**Entries**
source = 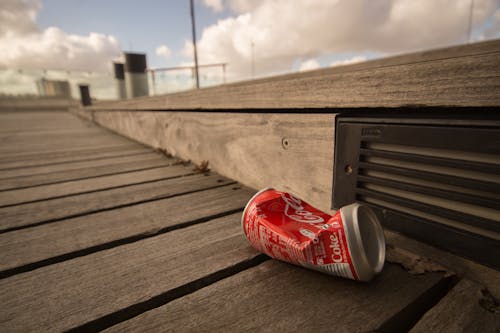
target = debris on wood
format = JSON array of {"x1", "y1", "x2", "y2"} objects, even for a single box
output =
[
  {"x1": 385, "y1": 244, "x2": 455, "y2": 277},
  {"x1": 172, "y1": 158, "x2": 191, "y2": 166},
  {"x1": 479, "y1": 288, "x2": 500, "y2": 314},
  {"x1": 193, "y1": 160, "x2": 210, "y2": 173},
  {"x1": 155, "y1": 147, "x2": 173, "y2": 157}
]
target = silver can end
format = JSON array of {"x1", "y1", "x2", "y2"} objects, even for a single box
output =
[{"x1": 340, "y1": 203, "x2": 385, "y2": 281}]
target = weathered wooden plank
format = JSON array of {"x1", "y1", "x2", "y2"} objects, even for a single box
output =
[
  {"x1": 0, "y1": 126, "x2": 106, "y2": 139},
  {"x1": 0, "y1": 170, "x2": 229, "y2": 231},
  {"x1": 0, "y1": 156, "x2": 176, "y2": 190},
  {"x1": 410, "y1": 279, "x2": 500, "y2": 333},
  {"x1": 0, "y1": 166, "x2": 193, "y2": 207},
  {"x1": 0, "y1": 144, "x2": 151, "y2": 171},
  {"x1": 0, "y1": 141, "x2": 147, "y2": 166},
  {"x1": 84, "y1": 40, "x2": 500, "y2": 111},
  {"x1": 0, "y1": 97, "x2": 79, "y2": 115},
  {"x1": 384, "y1": 230, "x2": 500, "y2": 299},
  {"x1": 0, "y1": 214, "x2": 256, "y2": 332},
  {"x1": 106, "y1": 260, "x2": 446, "y2": 332},
  {"x1": 0, "y1": 150, "x2": 159, "y2": 181},
  {"x1": 95, "y1": 111, "x2": 335, "y2": 210},
  {"x1": 0, "y1": 135, "x2": 133, "y2": 156},
  {"x1": 0, "y1": 184, "x2": 252, "y2": 271}
]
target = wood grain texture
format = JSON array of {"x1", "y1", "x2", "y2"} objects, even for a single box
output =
[
  {"x1": 0, "y1": 184, "x2": 252, "y2": 270},
  {"x1": 0, "y1": 155, "x2": 175, "y2": 190},
  {"x1": 0, "y1": 135, "x2": 133, "y2": 156},
  {"x1": 106, "y1": 260, "x2": 440, "y2": 332},
  {"x1": 95, "y1": 111, "x2": 335, "y2": 210},
  {"x1": 384, "y1": 230, "x2": 500, "y2": 299},
  {"x1": 0, "y1": 141, "x2": 143, "y2": 167},
  {"x1": 0, "y1": 145, "x2": 151, "y2": 171},
  {"x1": 0, "y1": 150, "x2": 159, "y2": 181},
  {"x1": 0, "y1": 112, "x2": 93, "y2": 134},
  {"x1": 0, "y1": 97, "x2": 80, "y2": 114},
  {"x1": 0, "y1": 167, "x2": 229, "y2": 230},
  {"x1": 410, "y1": 279, "x2": 500, "y2": 333},
  {"x1": 0, "y1": 166, "x2": 193, "y2": 207},
  {"x1": 83, "y1": 40, "x2": 500, "y2": 111},
  {"x1": 0, "y1": 213, "x2": 256, "y2": 332}
]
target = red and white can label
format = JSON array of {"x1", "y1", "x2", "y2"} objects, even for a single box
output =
[{"x1": 242, "y1": 189, "x2": 358, "y2": 280}]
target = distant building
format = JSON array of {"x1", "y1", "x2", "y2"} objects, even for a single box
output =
[{"x1": 36, "y1": 78, "x2": 71, "y2": 98}]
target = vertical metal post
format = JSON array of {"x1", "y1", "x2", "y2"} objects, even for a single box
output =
[
  {"x1": 113, "y1": 62, "x2": 127, "y2": 99},
  {"x1": 190, "y1": 0, "x2": 200, "y2": 89},
  {"x1": 251, "y1": 41, "x2": 255, "y2": 77},
  {"x1": 125, "y1": 52, "x2": 149, "y2": 98},
  {"x1": 149, "y1": 69, "x2": 156, "y2": 96},
  {"x1": 78, "y1": 84, "x2": 92, "y2": 106}
]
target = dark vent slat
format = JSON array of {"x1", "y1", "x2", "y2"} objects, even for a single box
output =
[
  {"x1": 359, "y1": 162, "x2": 500, "y2": 194},
  {"x1": 360, "y1": 148, "x2": 500, "y2": 175},
  {"x1": 358, "y1": 175, "x2": 500, "y2": 210},
  {"x1": 356, "y1": 188, "x2": 500, "y2": 236},
  {"x1": 332, "y1": 118, "x2": 500, "y2": 270},
  {"x1": 360, "y1": 197, "x2": 500, "y2": 267}
]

**Written problem**
Print all of the material above again, word for word, but leave out the picture.

**Problem solution**
source = 
target = debris on wood
format = JSON array of {"x1", "y1", "x2", "y2"} objects, even for a single box
output =
[
  {"x1": 385, "y1": 244, "x2": 455, "y2": 277},
  {"x1": 172, "y1": 158, "x2": 191, "y2": 166},
  {"x1": 479, "y1": 288, "x2": 500, "y2": 314},
  {"x1": 193, "y1": 160, "x2": 210, "y2": 173},
  {"x1": 155, "y1": 147, "x2": 173, "y2": 157}
]
target = silver can end
format = JSON array of {"x1", "y1", "x2", "y2"} objects, even for a single box
output =
[{"x1": 340, "y1": 203, "x2": 385, "y2": 281}]
target = weathered wooden plank
format = JSON array of {"x1", "y1", "x2", "y2"} objects, even for a single box
output =
[
  {"x1": 0, "y1": 126, "x2": 106, "y2": 139},
  {"x1": 0, "y1": 170, "x2": 229, "y2": 231},
  {"x1": 0, "y1": 156, "x2": 176, "y2": 190},
  {"x1": 410, "y1": 279, "x2": 500, "y2": 333},
  {"x1": 0, "y1": 166, "x2": 193, "y2": 207},
  {"x1": 0, "y1": 144, "x2": 151, "y2": 171},
  {"x1": 0, "y1": 141, "x2": 147, "y2": 166},
  {"x1": 84, "y1": 40, "x2": 500, "y2": 111},
  {"x1": 0, "y1": 97, "x2": 79, "y2": 115},
  {"x1": 384, "y1": 230, "x2": 500, "y2": 299},
  {"x1": 0, "y1": 214, "x2": 256, "y2": 332},
  {"x1": 106, "y1": 260, "x2": 446, "y2": 332},
  {"x1": 0, "y1": 150, "x2": 159, "y2": 181},
  {"x1": 95, "y1": 111, "x2": 335, "y2": 210},
  {"x1": 0, "y1": 135, "x2": 133, "y2": 156},
  {"x1": 0, "y1": 184, "x2": 252, "y2": 271}
]
target = wood grain texture
format = JSON array of {"x1", "y1", "x2", "y2"} objects, even for a single box
output =
[
  {"x1": 0, "y1": 184, "x2": 252, "y2": 270},
  {"x1": 0, "y1": 155, "x2": 175, "y2": 190},
  {"x1": 0, "y1": 135, "x2": 133, "y2": 156},
  {"x1": 106, "y1": 260, "x2": 440, "y2": 332},
  {"x1": 95, "y1": 111, "x2": 335, "y2": 210},
  {"x1": 384, "y1": 230, "x2": 500, "y2": 299},
  {"x1": 0, "y1": 141, "x2": 143, "y2": 167},
  {"x1": 0, "y1": 145, "x2": 151, "y2": 171},
  {"x1": 0, "y1": 150, "x2": 159, "y2": 181},
  {"x1": 0, "y1": 112, "x2": 93, "y2": 134},
  {"x1": 0, "y1": 97, "x2": 80, "y2": 114},
  {"x1": 0, "y1": 167, "x2": 229, "y2": 230},
  {"x1": 410, "y1": 279, "x2": 500, "y2": 333},
  {"x1": 0, "y1": 166, "x2": 193, "y2": 207},
  {"x1": 83, "y1": 40, "x2": 500, "y2": 111},
  {"x1": 0, "y1": 213, "x2": 256, "y2": 332}
]
target = red and white can label
format = JSON array of {"x1", "y1", "x2", "y2"} objects, even for a single box
output =
[{"x1": 242, "y1": 189, "x2": 358, "y2": 280}]
target = distant building
format = JSON array of {"x1", "y1", "x2", "y2"} objects, even for a single box
output =
[{"x1": 36, "y1": 78, "x2": 71, "y2": 98}]
target = vertical metal post
format = JSON array of {"x1", "y1", "x2", "y2"} objects, even for a single box
output =
[
  {"x1": 113, "y1": 62, "x2": 127, "y2": 99},
  {"x1": 190, "y1": 0, "x2": 200, "y2": 89},
  {"x1": 251, "y1": 41, "x2": 255, "y2": 77},
  {"x1": 125, "y1": 52, "x2": 149, "y2": 98},
  {"x1": 149, "y1": 69, "x2": 156, "y2": 96},
  {"x1": 78, "y1": 84, "x2": 92, "y2": 106}
]
target = dark vent slat
format = JSON array of {"x1", "y1", "x2", "y2"} objects, even for a single box
output =
[
  {"x1": 359, "y1": 162, "x2": 500, "y2": 194},
  {"x1": 360, "y1": 148, "x2": 500, "y2": 175},
  {"x1": 358, "y1": 175, "x2": 500, "y2": 210},
  {"x1": 356, "y1": 188, "x2": 500, "y2": 236},
  {"x1": 332, "y1": 118, "x2": 500, "y2": 270},
  {"x1": 360, "y1": 197, "x2": 500, "y2": 267}
]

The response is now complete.